▶ **Compiti**:
**1.** Rispondi alle domande seguenti sull'articolo sulla condanna della Cedu:
(a) A quanto ammonta il risarcimento che l'Italia deve versare ai familiari?
(b) In quale data risale il caso?
(c) Verso che ora l'uomo fu portato in questura?
**2.** Trascrivi dall'articolo sulla condanna della Cedu il brano compreso tra "Il caso risale" e "con altre pratiche.", estremi inclusi.

───── Brano di testo ─────

Bruxelles – La Corte europea dei diritti dell’uomo (Cedu) ha condannato oggi (14 settembre) l’Italia a un risarcimento di 40 mila euro ai familiari di un uomo che morì a causa di un’overdose di cocaina mentre si trovava in stato di fermo alla questura di Milano.
Il caso risale al 10 maggio del 2001: un uomo, identificato con le iniziali C.C., venne arrestato mentre lasciava il suo appartamento nel corso di un’operazione di polizia contro lo spaccio di droga nel capoluogo lombardo. Dal rapporto steso dagli agenti, già al momento del fermo l’uomo sembrava essere in “pessime condizioni, possibilmente dovute al consumo di sostanze stupefacenti”: aveva conati di vomito e saliva alla bocca. Portato in questura verso le 3 del mattino, alle 5 e mezzo chiese di usare il bagno dove vomitò e svenne. Sempre dal rapporto relativo a quella notte, la polizia scrisse che “l’uomo perdeva sangue dal naso e saliva dalla bocca“. L’agente ammise di “non aver prestato continua attenzione all’uomo”, perché indaffarato con altre pratiche.

───── Dati archiviati ─────

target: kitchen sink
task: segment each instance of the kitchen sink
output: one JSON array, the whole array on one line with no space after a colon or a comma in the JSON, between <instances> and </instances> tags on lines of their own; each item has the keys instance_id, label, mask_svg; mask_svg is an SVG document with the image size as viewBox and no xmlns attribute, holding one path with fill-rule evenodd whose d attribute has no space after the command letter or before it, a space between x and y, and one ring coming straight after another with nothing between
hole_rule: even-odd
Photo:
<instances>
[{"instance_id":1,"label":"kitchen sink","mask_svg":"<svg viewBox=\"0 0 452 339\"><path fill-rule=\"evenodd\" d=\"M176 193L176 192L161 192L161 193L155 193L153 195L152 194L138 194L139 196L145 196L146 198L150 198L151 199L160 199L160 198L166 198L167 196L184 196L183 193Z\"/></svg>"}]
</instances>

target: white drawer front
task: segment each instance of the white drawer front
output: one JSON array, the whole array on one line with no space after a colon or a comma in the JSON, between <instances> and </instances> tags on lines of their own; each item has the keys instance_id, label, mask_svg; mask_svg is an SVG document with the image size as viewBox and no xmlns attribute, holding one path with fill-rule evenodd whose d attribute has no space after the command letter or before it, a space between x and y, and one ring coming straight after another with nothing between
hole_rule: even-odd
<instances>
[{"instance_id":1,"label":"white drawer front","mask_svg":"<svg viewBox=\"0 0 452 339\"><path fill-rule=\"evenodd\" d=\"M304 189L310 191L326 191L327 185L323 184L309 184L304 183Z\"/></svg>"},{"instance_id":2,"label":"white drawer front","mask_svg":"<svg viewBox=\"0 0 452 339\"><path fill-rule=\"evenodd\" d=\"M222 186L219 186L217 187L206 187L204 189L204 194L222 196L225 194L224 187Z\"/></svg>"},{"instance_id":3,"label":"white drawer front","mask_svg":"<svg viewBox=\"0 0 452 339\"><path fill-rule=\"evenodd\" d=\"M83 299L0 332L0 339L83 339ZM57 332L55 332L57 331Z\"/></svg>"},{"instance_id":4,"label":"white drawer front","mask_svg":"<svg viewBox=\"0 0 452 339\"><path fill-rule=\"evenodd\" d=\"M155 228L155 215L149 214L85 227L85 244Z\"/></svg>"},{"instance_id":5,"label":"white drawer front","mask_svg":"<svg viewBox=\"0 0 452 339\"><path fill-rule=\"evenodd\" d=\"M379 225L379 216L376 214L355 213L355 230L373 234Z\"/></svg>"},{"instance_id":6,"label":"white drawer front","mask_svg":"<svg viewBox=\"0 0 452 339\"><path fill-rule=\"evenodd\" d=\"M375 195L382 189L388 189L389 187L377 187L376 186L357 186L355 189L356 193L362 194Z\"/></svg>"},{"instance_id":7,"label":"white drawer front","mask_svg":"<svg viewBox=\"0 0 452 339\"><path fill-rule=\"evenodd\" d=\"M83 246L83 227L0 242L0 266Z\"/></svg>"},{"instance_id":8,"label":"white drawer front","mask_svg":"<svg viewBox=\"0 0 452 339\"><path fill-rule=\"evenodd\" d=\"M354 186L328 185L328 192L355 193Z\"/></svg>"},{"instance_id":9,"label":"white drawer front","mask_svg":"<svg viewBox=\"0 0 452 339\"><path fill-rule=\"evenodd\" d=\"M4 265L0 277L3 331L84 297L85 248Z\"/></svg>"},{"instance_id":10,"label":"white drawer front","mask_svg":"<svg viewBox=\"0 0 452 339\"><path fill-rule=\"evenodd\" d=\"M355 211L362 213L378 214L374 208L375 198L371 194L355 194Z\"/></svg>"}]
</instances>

─────

▶ **Risposte attese**:
**1.**
(a) 40 mila euro
(b) 10 maggio 2001
(c) Verso le 3 del mattino

**2.**
Il caso risale al 10 maggio del 2001: un uomo, identificato con le iniziali C.C., venne arrestato mentre lasciava il suo appartamento nel corso di un’operazione di polizia contro lo spaccio di droga nel capoluogo lombardo. Dal rapporto steso dagli agenti, già al momento del fermo l’uomo sembrava essere in “pessime condizioni, possibilmente dovute al consumo di sostanze stupefacenti”: aveva conati di vomito e saliva alla bocca. Portato in questura verso le 3 del mattino, alle 5 e mezzo chiese di usare il bagno dove vomitò e svenne. Sempre dal rapporto relativo a quella notte, la polizia scrisse che “l’uomo perdeva sangue dal naso e saliva dalla bocca“. L’agente ammise di “non aver prestato continua attenzione all’uomo”, perché indaffarato con altre pratiche.